→ **Short exercise**
Extract all of the entries and set them down verbatim.

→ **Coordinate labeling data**

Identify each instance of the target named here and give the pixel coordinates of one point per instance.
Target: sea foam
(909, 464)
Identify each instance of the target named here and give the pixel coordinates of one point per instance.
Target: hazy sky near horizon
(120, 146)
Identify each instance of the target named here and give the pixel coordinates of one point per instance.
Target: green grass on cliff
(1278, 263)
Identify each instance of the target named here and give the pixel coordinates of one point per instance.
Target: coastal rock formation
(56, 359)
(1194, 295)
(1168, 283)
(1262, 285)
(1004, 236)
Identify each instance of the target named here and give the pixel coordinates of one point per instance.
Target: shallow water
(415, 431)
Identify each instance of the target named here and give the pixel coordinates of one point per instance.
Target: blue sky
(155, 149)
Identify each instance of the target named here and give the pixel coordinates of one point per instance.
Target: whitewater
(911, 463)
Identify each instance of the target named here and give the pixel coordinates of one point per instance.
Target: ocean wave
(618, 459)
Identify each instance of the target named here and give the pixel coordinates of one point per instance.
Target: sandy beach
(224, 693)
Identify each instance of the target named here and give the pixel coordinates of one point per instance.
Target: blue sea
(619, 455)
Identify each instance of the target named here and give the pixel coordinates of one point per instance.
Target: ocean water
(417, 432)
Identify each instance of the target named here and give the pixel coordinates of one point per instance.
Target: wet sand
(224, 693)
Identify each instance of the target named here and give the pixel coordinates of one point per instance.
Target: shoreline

→ **In response**
Identify each instance of the target named here and give the pixel coordinates of one point per instance.
Target: sea foam
(909, 464)
Identify each instance of the target named here and give the pixel coordinates of one point per instance.
Target: hazy sky near horizon
(120, 146)
Identify each instance of the target named here and give the pixel coordinates of one point per instance.
Target: green grass on cliff
(1278, 263)
Identify each instance of the target named here and give the pixel coordinates of one point per instance.
Target: coastal rock formation
(56, 359)
(1194, 295)
(1168, 283)
(1262, 285)
(1004, 236)
Identify each instance of the target named here and give the pixel coordinates of one point per instance.
Target: shallow water
(415, 431)
Identify each instance of the target named here and give the pixel coordinates of one point per instance.
Target: blue sky
(155, 149)
Identify each instance of the target named here and give the pixel coordinates of one point per instance.
Target: whitewater
(911, 463)
Identify each instance of the target named here and give the pixel coordinates of one point per instance.
Target: ocean wave
(618, 459)
Identify each instance of the target named here and give the pixel coordinates of one point per instance.
Target: sandy beach
(224, 693)
Identify each instance of the target named here and give the pixel coordinates of one point per instance.
Target: blue sea
(619, 455)
Identify each instance of the target named here and give the pixel coordinates of one point per instance.
Target: ocean water
(417, 432)
Identify each instance of the target named here and give the pixel coordinates of one point per instance.
Target: wet sand
(224, 693)
Identify each instance of the target named here and give the pixel coordinates of one point per instance.
Target: shoreline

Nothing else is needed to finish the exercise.